[EXERCISE GOAL] Express every line of the records below as a numbered list, omitting blank lines. Leave the pictures out of the answer.

[EXTRACTED MATERIAL]
>>
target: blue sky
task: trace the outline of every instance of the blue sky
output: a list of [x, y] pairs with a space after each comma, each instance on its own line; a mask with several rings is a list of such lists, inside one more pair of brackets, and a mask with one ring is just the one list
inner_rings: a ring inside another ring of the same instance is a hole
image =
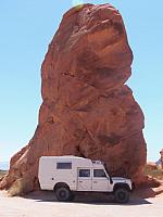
<<
[WRITTEN ANSWER]
1. target: blue sky
2. task: trace the outline of every instance of the blue sky
3. output: a list of [x, y] pairs with a space after each comma, each instance on its own line; a mask with several rings is a list of such lists, inside one more pair of brackets, and a mask with one ring is just the one list
4. inner_rings: a ring inside another ring of the same instance is a hole
5. image =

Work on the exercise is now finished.